[Questions to answer]
1 - In the comment thread about the Sackett decision and the debt-limit deal, for how long would the deal raise the debt limit?
2 - Continue the comment thread about the Sackett decision and the debt-limit deal from where it stops.

[Selected text]
■ ■ ■ ■ ■ ■ ■

You can read the decision at the following link, if you have the stomach:

https://casetext.com/case/sackett-v-envtl-prot-agency-5?jxs=us&p=1&q=Sackett&sort=relevance&type=case&ssr=false&scrollTo=true

Marc Susselman said...

Post-script:

Given J. Kagan’s point regarding the meaning of the word “adjacent,” the question is, “What water were the wetlands in question adjacent to?” Obviously, in order to be wetlands, the water in the wetlands have to come from somewhere. “According to the EPA, the ‘wetlands’ on the Sacketts’ lot are ‘adjacent to’ (in the sense that they are in the same neighborhood as) what it described as an ‘unnamed tributary’ on the other side of a 30-foot road. … That tributary feeds into a non-navigable creek, which, in turn, feeds into Priest Lake, an intrastate body of water that the EPA designated as traditionally navigable.” The majority essentially held that this relationship was too attenuated to be “adjacent.”

Marc Susselman said...

According to the NYT:

“First, the deal would raise the debt limit for two years. This moves any future debt limit fight to after the 2024 election.

“The spending caps at the center of the agreement target federal programs besides Social Security, Medicare, Medicaid and the military — such as education, scientific research and border security. The caps would not actually reduce spending, but aim to make it grow more slowly than inflation and the economy. This arrangement lets both sides claim a win of sorts: Republicans can call it a spending cut, since spending will grow more slowly than it might have otherwise. And Democrats can say they prevented actual cuts.

“The deal would also claw back some of the funds previously allocated to the Internal Revenue Service to crack down on rich tax cheats. Under the deal, some of the I.R.S. funds could be used to mitigate other spending cuts. That reflects the bipartisan nature of the talks, with both sides getting wins: Republicans get to claim they successfully cut I.R.S. funding, and Democrats get to use the money to soften other cuts they never wanted.

“Similarly, the permitting reforms in the deal could enable more clean energy projects, a Democratic priority, but also more oil and gas projects, which Republicans favor.”

So, it appears that Biden did not cave on the Republicans’ demand for work permit requirements for Food Stamp, and welfare programs. (?)

■ ■ ■ ■ ■ ■ ■

[Records provided]
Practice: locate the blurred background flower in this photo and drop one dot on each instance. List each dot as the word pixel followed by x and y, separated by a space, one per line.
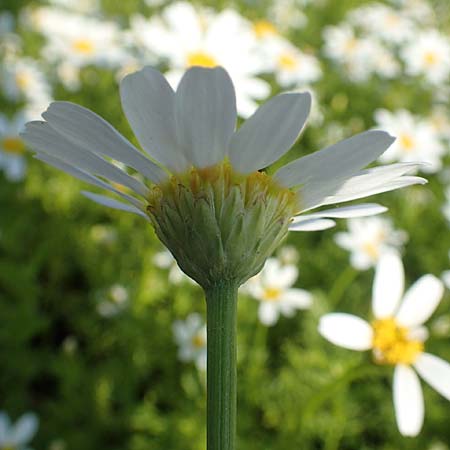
pixel 89 303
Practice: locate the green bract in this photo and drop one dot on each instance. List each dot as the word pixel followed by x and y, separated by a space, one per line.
pixel 220 225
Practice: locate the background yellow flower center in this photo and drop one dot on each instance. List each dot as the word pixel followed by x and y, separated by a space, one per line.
pixel 264 28
pixel 430 58
pixel 201 59
pixel 391 343
pixel 287 61
pixel 13 145
pixel 83 46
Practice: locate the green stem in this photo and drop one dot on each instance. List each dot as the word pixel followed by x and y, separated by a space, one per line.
pixel 221 300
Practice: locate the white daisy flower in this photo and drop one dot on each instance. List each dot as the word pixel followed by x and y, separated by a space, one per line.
pixel 439 121
pixel 12 148
pixel 343 47
pixel 165 260
pixel 368 238
pixel 291 66
pixel 77 39
pixel 416 139
pixel 396 337
pixel 17 436
pixel 80 6
pixel 272 287
pixel 191 134
pixel 428 55
pixel 384 22
pixel 288 15
pixel 23 78
pixel 418 10
pixel 187 37
pixel 190 336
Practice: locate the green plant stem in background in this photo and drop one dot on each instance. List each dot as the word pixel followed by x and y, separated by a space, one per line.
pixel 221 302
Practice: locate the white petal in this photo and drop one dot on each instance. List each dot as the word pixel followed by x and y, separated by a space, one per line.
pixel 86 177
pixel 268 313
pixel 149 104
pixel 270 132
pixel 346 212
pixel 42 138
pixel 205 115
pixel 312 225
pixel 435 371
pixel 363 184
pixel 337 162
pixel 24 429
pixel 114 204
pixel 91 132
pixel 346 331
pixel 420 301
pixel 388 285
pixel 408 401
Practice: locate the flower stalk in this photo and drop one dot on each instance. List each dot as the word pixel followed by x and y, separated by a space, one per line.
pixel 221 300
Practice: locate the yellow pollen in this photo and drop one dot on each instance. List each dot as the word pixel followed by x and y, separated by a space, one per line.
pixel 222 177
pixel 406 142
pixel 287 61
pixel 13 145
pixel 83 46
pixel 272 294
pixel 198 341
pixel 391 343
pixel 263 28
pixel 201 59
pixel 430 58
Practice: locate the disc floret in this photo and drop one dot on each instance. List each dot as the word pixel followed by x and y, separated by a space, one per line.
pixel 219 224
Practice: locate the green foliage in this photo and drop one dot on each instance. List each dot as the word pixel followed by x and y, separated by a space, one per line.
pixel 116 383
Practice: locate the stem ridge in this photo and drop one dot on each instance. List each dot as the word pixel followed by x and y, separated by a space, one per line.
pixel 221 299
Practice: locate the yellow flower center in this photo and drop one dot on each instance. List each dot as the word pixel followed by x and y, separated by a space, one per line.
pixel 201 59
pixel 271 294
pixel 198 341
pixel 83 46
pixel 350 45
pixel 263 28
pixel 392 344
pixel 430 58
pixel 23 79
pixel 13 145
pixel 220 224
pixel 406 142
pixel 287 61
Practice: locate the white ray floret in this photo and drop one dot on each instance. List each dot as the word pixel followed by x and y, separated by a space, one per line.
pixel 195 127
pixel 396 337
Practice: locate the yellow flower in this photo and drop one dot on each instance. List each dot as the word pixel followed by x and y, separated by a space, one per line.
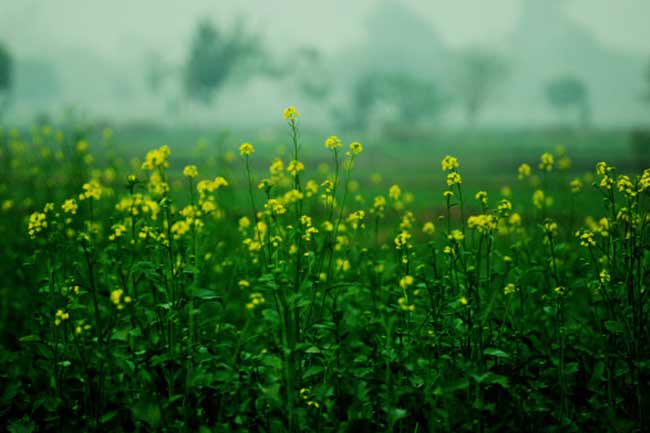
pixel 276 167
pixel 92 189
pixel 290 113
pixel 546 161
pixel 70 206
pixel 295 167
pixel 332 142
pixel 482 197
pixel 256 299
pixel 449 163
pixel 576 185
pixel 394 192
pixel 509 289
pixel 456 235
pixel 60 316
pixel 246 149
pixel 406 281
pixel 586 238
pixel 190 171
pixel 454 178
pixel 483 223
pixel 539 198
pixel 523 171
pixel 37 223
pixel 342 265
pixel 156 158
pixel 550 227
pixel 118 232
pixel 401 240
pixel 116 298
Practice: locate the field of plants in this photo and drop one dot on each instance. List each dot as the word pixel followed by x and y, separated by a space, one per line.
pixel 301 283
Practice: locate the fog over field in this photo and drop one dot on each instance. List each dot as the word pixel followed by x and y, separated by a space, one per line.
pixel 98 57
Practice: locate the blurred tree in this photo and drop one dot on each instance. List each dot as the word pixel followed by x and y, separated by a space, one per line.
pixel 216 56
pixel 412 100
pixel 478 75
pixel 310 70
pixel 156 72
pixel 6 78
pixel 565 93
pixel 646 97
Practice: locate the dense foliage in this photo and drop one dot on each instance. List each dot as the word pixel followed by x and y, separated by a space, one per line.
pixel 140 299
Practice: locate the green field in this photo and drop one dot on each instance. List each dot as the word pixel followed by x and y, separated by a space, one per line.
pixel 383 287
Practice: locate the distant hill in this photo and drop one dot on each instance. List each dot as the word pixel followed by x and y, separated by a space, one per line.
pixel 546 43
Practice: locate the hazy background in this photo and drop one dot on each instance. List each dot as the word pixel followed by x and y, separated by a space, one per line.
pixel 478 62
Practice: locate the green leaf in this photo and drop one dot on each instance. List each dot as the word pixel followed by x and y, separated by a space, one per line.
pixel 614 327
pixel 107 417
pixel 491 378
pixel 492 351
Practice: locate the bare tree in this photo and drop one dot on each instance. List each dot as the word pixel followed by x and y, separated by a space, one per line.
pixel 477 77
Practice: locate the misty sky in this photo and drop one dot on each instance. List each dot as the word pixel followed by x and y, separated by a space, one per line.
pixel 123 28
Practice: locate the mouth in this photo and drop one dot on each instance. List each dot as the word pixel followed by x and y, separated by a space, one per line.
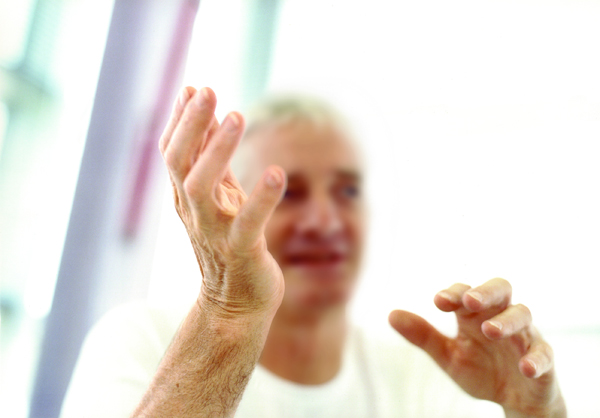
pixel 316 259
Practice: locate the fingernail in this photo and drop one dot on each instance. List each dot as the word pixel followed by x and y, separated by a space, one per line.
pixel 496 325
pixel 273 179
pixel 232 122
pixel 477 296
pixel 445 295
pixel 184 96
pixel 533 366
pixel 203 96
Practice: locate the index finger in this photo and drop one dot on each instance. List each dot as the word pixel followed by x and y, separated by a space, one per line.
pixel 493 293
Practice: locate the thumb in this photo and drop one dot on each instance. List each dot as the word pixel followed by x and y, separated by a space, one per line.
pixel 251 220
pixel 422 334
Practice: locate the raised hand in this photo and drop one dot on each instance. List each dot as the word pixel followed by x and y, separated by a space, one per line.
pixel 225 226
pixel 497 354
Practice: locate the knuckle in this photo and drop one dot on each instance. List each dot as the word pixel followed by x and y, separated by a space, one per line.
pixel 163 142
pixel 191 188
pixel 524 310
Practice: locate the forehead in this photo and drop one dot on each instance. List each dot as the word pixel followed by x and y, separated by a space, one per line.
pixel 305 149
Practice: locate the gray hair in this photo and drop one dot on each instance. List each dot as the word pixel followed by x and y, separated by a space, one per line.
pixel 285 109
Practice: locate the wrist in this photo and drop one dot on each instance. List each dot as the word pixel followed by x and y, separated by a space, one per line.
pixel 557 410
pixel 237 321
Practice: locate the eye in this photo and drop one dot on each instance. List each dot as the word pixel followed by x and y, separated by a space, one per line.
pixel 294 193
pixel 350 191
pixel 347 191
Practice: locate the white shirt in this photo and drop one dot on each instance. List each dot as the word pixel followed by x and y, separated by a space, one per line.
pixel 381 376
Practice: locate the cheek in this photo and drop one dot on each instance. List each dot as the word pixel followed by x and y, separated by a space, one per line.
pixel 275 233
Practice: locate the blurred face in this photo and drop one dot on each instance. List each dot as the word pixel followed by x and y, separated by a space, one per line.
pixel 316 233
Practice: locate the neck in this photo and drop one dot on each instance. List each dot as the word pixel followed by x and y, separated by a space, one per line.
pixel 303 349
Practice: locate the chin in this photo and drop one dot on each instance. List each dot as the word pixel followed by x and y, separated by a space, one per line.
pixel 317 292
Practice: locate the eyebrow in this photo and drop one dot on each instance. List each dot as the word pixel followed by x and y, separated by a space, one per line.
pixel 345 174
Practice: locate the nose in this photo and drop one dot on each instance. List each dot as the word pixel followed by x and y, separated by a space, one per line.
pixel 320 217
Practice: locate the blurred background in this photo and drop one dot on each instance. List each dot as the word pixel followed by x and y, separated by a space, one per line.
pixel 479 120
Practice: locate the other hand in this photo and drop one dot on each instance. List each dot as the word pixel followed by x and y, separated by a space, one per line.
pixel 225 226
pixel 497 354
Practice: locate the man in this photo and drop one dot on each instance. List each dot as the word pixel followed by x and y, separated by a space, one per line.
pixel 279 266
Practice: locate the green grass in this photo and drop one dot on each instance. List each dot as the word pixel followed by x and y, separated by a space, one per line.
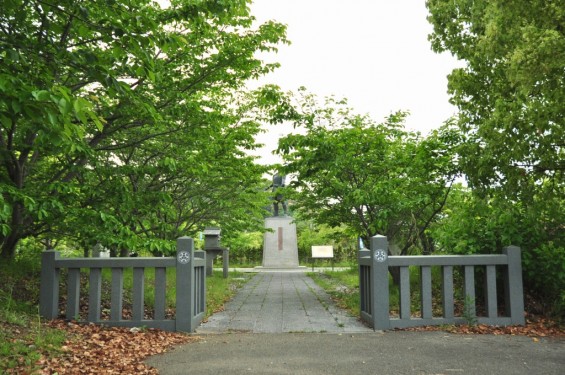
pixel 343 287
pixel 23 336
pixel 220 290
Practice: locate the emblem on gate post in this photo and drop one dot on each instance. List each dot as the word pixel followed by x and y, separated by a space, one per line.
pixel 380 255
pixel 183 257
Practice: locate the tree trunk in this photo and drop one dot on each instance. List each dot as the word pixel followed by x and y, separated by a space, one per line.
pixel 9 243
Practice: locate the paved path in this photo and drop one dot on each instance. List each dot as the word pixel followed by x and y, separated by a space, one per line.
pixel 277 302
pixel 391 352
pixel 273 303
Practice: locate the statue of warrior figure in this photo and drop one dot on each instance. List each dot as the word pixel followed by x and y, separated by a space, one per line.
pixel 278 181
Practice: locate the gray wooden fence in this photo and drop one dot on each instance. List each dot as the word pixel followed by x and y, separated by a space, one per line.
pixel 190 288
pixel 374 287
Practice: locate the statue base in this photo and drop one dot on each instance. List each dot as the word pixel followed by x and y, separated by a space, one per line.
pixel 280 246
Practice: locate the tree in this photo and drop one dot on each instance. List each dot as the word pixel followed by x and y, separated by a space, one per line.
pixel 87 89
pixel 374 178
pixel 511 94
pixel 511 98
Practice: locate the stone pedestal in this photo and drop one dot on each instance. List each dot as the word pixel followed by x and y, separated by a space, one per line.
pixel 280 247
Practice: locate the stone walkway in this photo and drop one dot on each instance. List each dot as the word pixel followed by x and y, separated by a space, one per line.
pixel 277 302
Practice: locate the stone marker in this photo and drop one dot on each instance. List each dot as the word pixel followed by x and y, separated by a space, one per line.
pixel 280 247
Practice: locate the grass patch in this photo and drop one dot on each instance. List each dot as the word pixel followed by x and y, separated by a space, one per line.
pixel 342 286
pixel 220 290
pixel 25 337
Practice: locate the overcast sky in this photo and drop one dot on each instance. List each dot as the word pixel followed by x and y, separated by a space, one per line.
pixel 374 53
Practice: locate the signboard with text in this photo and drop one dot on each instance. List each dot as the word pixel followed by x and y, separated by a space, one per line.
pixel 322 252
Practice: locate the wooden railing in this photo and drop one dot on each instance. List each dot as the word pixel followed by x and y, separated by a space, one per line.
pixel 374 265
pixel 190 305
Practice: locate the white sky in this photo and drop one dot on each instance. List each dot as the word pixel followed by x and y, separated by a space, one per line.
pixel 375 53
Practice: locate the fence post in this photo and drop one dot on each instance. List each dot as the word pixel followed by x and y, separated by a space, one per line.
pixel 184 284
pixel 49 285
pixel 379 279
pixel 514 291
pixel 226 261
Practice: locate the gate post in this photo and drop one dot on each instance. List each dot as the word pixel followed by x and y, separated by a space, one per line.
pixel 184 284
pixel 514 291
pixel 379 278
pixel 49 285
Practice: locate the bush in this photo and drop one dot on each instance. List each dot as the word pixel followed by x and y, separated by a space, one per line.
pixel 544 277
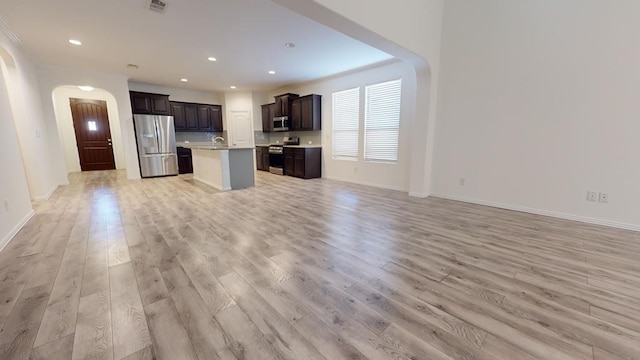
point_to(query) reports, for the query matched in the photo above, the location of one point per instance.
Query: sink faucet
(213, 140)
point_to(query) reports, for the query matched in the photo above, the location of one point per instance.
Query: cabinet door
(215, 115)
(272, 114)
(299, 163)
(140, 103)
(204, 119)
(289, 165)
(296, 115)
(160, 105)
(191, 116)
(278, 107)
(306, 106)
(265, 160)
(258, 157)
(267, 121)
(177, 111)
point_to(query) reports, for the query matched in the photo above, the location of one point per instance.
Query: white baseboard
(554, 214)
(15, 230)
(48, 195)
(365, 183)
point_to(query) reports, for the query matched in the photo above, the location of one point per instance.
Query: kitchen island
(224, 168)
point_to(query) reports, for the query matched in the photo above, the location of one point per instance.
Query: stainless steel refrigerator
(156, 138)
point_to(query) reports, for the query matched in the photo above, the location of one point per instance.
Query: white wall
(411, 32)
(15, 205)
(31, 126)
(392, 176)
(51, 78)
(62, 109)
(538, 104)
(179, 94)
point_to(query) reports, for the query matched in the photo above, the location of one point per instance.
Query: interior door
(93, 136)
(240, 128)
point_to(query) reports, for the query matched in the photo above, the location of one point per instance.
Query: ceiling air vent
(157, 6)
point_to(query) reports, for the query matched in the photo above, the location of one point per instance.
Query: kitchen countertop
(206, 145)
(303, 146)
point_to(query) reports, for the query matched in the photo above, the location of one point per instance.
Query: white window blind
(382, 121)
(346, 119)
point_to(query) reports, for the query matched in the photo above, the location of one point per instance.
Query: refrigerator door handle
(157, 127)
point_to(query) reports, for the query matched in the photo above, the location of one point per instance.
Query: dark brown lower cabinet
(303, 163)
(185, 163)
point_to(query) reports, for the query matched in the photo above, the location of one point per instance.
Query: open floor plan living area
(319, 180)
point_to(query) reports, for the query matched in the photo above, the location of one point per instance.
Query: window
(346, 119)
(382, 121)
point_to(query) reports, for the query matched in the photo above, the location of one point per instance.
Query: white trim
(15, 230)
(48, 195)
(365, 183)
(554, 214)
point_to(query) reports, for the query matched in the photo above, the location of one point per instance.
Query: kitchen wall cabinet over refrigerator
(283, 104)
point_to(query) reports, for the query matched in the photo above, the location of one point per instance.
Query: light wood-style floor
(169, 268)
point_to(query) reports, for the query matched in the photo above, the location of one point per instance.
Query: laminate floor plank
(170, 340)
(93, 336)
(111, 268)
(20, 329)
(55, 350)
(130, 330)
(207, 337)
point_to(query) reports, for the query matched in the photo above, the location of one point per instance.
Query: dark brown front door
(93, 136)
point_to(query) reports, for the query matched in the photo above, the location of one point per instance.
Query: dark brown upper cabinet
(283, 104)
(148, 103)
(204, 118)
(268, 113)
(306, 113)
(215, 115)
(179, 120)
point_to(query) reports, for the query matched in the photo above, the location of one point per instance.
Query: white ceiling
(246, 36)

■ ■ ■ ■ ■ ■ ■

[Responses for each task]
1 - Two years.

2 -
Marc Susselman said...

Note of historical significance (courtesy of CBS Sunday Morning):

The U.S. Army is in the process of renaming all military forts and camps named after Confederate officers. Fort Pickett in Virginia, named after the Confederate general who led the disastrous Pickett’s Charge at Gettysburg, is being renamed “Fort Barfoot,” for Colonel Van Barfoot, a Choctaw Indian, who participated in the Anzoi amphibious landing during the Italian campaign in WWII, and for which he was awarded the Medal of Honor. It will be the first and only U.S. Army installation named after a Native American.

Marc Susselman said...

Query:

The valid reason given for renaming U.S. military installations named after Confederate officers is that they were traitors to the U.S. government, and therefore are not entitled to recognition. Does that mean that Fort Barfoot cannot be joined by military installations named Fort Geronimo, Fort Sitting Bull, or Fort Red Cloud?

LFC said...

Geronimo et al. weren't traitors to the U.S. govt. They were opponents of it (until, in the case of Geronimo, he changed course eventually). Big difference between secession/rebellion and opposition to a govt that broke treaty promises and that you never took an oath to support anyway.

Marc Susselman said...

LFC,

I agree, but I am not sure the U.s, Department of Defense would agree.

aaall said...

Huachuca in Fort Huachuca is a Sobaipuri word. That may be the closest we get (Fort Apache was closed long ago).